--- Selected extract Enclosed Below ---

Through projects often tied to career interests and technology, these schools engage students in relevant learning they help shape. Students are co-authors of their learning journeys with teachers as guides.

The school’s students, mostly minorities and about half Latino, experience an empowered engagement. In a medical microbiology class, they launch an oral health project that leads to their comic strip creations about good oral hygiene. Students in senior English act out scenes from Shakespeare’s Othello that they have rewritten in today’s language. Many projects are interdisciplinary. Engineering students, for example, design a medieval castle that correlates with their Renaissance lessons in social studies.

Students are evaluated not only on academics, but also on their work ethic and on their communication and collaboration skills.

The high school has few discipline problems, says Principal Bobby Garcia, and its high achievement has extended to new fine arts and sports programs that became competitive quickly. Teachers are highly invested and want to stay, giving New Tech High a more than 90 percent teacher retention rate.

Stemming Marginalization

During her five years as superintendent in Richardson, Texas, Jeannie Stone championed equity in the schools behind a rallying cry, “All Means All.” PHOTO COURTESY OF THE RICHARDSON INDEPENDENT SCHOOL DISTRICT, RICHARDSON, TEXAS
Richardson Independent School District in Texas, which serves part of Dallas, is pioneering ways to carry out Learning 2025’s core mission to design “student-centered, equity-focused education.” Its equity work also shows how meaningful change in education often stirs controversy and resistance.

The district serves 38,000 students, more than half economically disadvantaged, 39 percent Latino, 22 percent African American and 7 percent Asian American. Parents speak 90 different languages.

Shortly after she became superintendent five years ago, Jeannie Stone concluded, “We need to adjust our system to embrace that diversity.”

Within a year, she created Richardson’s Department of Equity, Diversity and Inclusion, which grew from one to six employees. Under the department’s leadership, the district expanded preschool for disadvantaged students and added buses to get them there. It recruited diverse teachers and administrators. It launched an Accelerated Campus Excellence plan at four struggling elementary schools.

The district established a racial equity committee with 10 subcommittees involving 100 stakeholders devoted to dismantling systemic racism. It trained leaders in hiring bias, created Black history and Mexican American studies courses and trained teachers in cultural competency and the school board in equity.

The equity department acted in nine areas, including student performance, discipline and special education, to eliminate disproportionate outcomes by race. The gifted and talented program revamped how it identifies candidates to capture a more representative portion of minority and disadvantaged students. Consequently, the share of students of color in 12 key schools climbed over the last year from 4 to 9 percent.

--- End of Enclosed Selected extract ---
--- Dataset content Enclosed Below ---

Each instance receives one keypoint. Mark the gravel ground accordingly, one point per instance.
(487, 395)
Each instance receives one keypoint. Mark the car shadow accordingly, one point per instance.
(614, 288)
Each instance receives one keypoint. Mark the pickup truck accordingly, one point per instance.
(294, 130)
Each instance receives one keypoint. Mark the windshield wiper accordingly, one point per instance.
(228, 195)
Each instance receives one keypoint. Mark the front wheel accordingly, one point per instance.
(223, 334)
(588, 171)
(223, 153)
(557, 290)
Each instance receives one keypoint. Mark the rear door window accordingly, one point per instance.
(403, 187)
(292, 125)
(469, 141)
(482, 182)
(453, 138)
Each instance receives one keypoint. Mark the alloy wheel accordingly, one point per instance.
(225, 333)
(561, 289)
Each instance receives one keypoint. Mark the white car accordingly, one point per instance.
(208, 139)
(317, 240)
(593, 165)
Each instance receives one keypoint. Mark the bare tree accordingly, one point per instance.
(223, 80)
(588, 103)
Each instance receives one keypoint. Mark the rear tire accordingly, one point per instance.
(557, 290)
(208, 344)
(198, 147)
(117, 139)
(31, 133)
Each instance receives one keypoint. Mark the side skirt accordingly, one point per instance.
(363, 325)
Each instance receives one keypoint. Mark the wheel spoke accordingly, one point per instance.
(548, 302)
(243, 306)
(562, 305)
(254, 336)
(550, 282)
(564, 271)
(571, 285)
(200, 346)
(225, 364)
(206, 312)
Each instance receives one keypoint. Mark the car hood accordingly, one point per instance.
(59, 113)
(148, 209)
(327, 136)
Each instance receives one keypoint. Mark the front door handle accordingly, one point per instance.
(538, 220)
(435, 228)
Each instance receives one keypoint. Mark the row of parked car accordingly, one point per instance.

--- End of Enclosed Dataset content ---

● **The task**:
From the school equity text, answer each question briefly:
(a) What teacher retention rate does New Tech High have?
(b) How many students does the Richardson Independent School District serve?
(c) How many employees did Richardson's Department of Equity, Diversity and Inclusion grow to?
Please use only the school equity text, with no other sources.

● **Worked solution**:
(a) More than 90 percent
(b) 38,000
(c) Six